Extracted data entries
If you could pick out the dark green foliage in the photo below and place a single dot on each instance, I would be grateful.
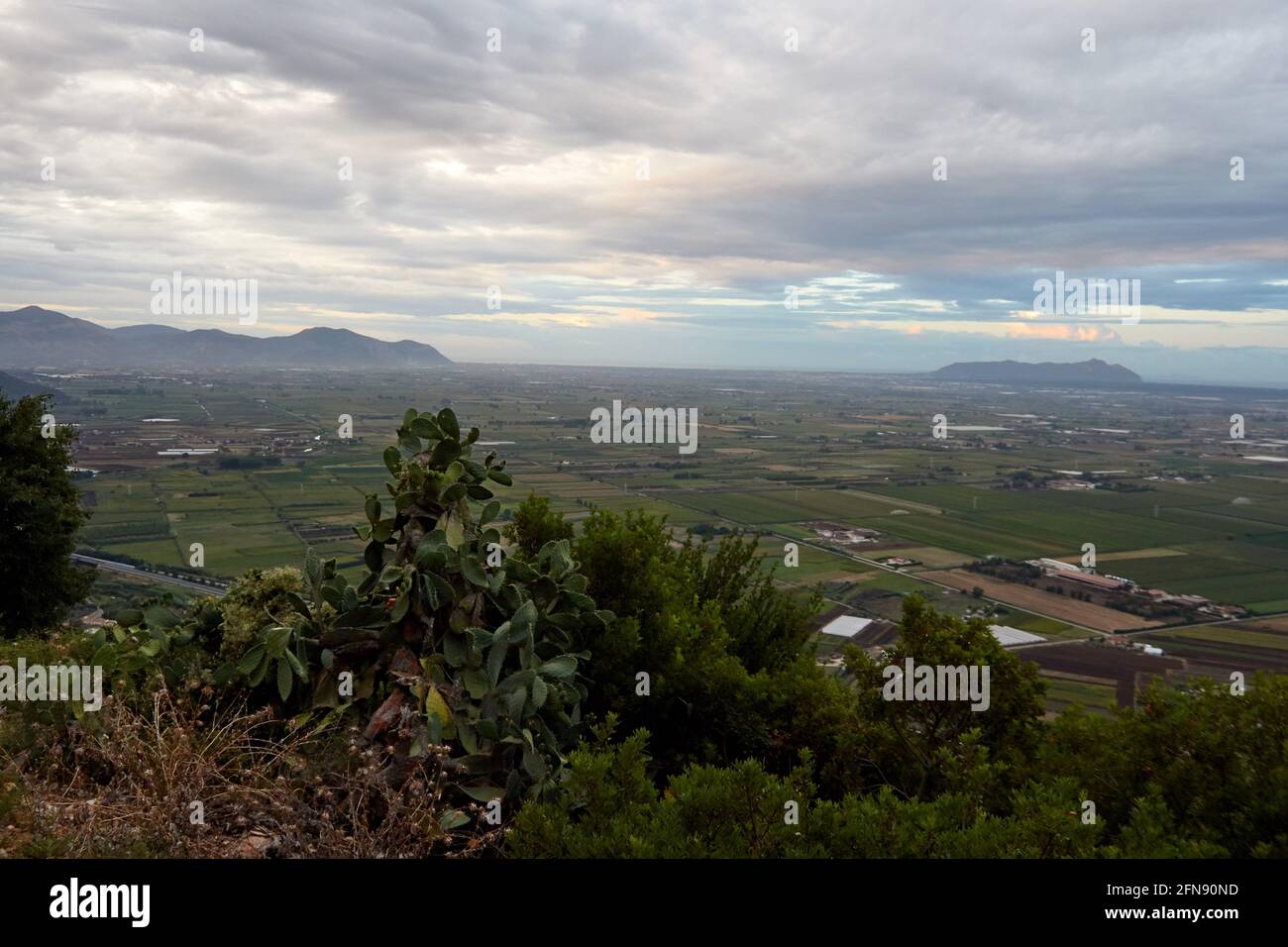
(610, 809)
(926, 748)
(436, 647)
(535, 525)
(700, 626)
(40, 513)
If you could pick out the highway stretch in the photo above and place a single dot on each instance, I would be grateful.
(218, 590)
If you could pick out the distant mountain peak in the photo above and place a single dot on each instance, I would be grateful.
(1087, 372)
(34, 335)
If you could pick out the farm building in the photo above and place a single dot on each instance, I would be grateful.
(845, 625)
(1008, 635)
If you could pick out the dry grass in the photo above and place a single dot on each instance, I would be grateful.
(129, 788)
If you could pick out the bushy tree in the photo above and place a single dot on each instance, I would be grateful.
(436, 647)
(930, 746)
(40, 513)
(535, 525)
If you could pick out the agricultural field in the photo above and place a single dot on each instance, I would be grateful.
(256, 468)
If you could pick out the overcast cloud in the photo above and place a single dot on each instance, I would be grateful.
(765, 167)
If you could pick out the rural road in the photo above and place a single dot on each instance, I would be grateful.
(218, 590)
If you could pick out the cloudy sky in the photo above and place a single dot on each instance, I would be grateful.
(644, 180)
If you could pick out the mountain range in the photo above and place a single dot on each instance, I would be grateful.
(35, 337)
(1090, 372)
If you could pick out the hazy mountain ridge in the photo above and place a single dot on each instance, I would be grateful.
(40, 337)
(1091, 371)
(13, 386)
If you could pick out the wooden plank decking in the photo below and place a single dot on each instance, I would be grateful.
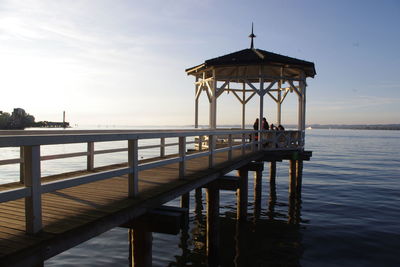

## Problem details
Copy exactly the lines from the line that has "If you could pick out the mountain" through the last line of the entries above, inclusive, and no others. Pictures do not go in the copy.

## Result below
If you could pick out the mountain range in the photo above and place a single dot on each instance, I would be grateful.
(35, 337)
(1090, 372)
If you could pick out the hazy mountain ridge in the photo above and place a single dot on each instance, I would be grateful.
(40, 337)
(1091, 371)
(13, 386)
If you could pick out the wooden plank decking in the photo below and place a single dot on each instance, I would be grateful.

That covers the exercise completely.